▸ To do:
In the forum thread below:
(a) In which state does Rex740 live?
(b) What kind of tortoise did Rex740's brother bring home from college?
(c) What example does OGIGA give of something getting eaten?
── Given text ──
# New and eager!



## Rex740 (Feb 19, 2007)

Some people already know me such as yen_saw. Well I love animals but my parents hate them. My brother breeds snakes and has had a variety of exotic pets like coatimundis and marmoset monkeys. He also got me a Sulcata tortoise when he came home from college. Now I am interested in mantids because they are easy and wondeful. I never seen one in reality except for one time when i visited New York (I live i Florida). i found a one inch chinese mantid (i never knew about all the species back then) and i fell in love with it. Now 2 years later i want one to take care of.


----------



## Insect Guy (Feb 19, 2007)

Hey Rex, nice to meet you and welcome to the boards. There are many great breeders on these boards including Yen who have all sorts of species. Just look and ask around and I am sure you will find what you are looking for. See you around.


----------



## OGIGA (Feb 19, 2007)

Welcome! Remember to keep the mantis away from the other animals or else something is going to get eaten, like an adult mantis eating a new born snake.


----------



## robo mantis (Feb 19, 2007)

Welcome.


----------



## Rick (Feb 19, 2007)

Welcome


----------



## Ian (Feb 20, 2007)

Hey, and welcome to the forum Rex.


----------
───
── Extracted material ──
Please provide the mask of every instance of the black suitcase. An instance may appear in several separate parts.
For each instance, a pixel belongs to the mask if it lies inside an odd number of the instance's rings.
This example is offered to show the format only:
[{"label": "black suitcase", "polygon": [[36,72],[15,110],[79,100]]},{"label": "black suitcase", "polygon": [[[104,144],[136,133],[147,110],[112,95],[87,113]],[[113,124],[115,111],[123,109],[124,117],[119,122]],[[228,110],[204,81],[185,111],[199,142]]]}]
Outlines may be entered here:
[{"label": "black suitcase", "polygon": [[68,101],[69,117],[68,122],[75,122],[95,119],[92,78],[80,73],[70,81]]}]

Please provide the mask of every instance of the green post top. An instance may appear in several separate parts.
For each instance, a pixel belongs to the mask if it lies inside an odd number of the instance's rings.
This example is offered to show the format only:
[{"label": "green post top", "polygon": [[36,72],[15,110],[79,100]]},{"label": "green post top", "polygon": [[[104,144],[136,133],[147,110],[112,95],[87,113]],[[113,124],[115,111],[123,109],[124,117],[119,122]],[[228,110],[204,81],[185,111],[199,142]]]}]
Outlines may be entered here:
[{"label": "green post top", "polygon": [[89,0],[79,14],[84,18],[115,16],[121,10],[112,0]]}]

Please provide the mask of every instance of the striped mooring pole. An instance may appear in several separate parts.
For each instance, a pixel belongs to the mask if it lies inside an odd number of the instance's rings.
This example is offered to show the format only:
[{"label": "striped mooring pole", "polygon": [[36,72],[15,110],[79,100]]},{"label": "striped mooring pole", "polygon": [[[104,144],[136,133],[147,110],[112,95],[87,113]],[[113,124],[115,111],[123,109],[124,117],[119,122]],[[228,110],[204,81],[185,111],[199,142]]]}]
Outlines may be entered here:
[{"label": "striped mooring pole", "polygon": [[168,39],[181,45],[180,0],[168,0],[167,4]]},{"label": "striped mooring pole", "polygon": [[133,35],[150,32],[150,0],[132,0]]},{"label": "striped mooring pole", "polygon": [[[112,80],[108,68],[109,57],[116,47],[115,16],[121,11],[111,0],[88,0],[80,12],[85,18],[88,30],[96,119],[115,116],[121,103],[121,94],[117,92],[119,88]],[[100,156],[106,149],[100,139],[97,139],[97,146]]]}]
───
▸ Answer for the task:
(a) Florida
(b) A Sulcata tortoise
(c) An adult mantis eating a newborn snake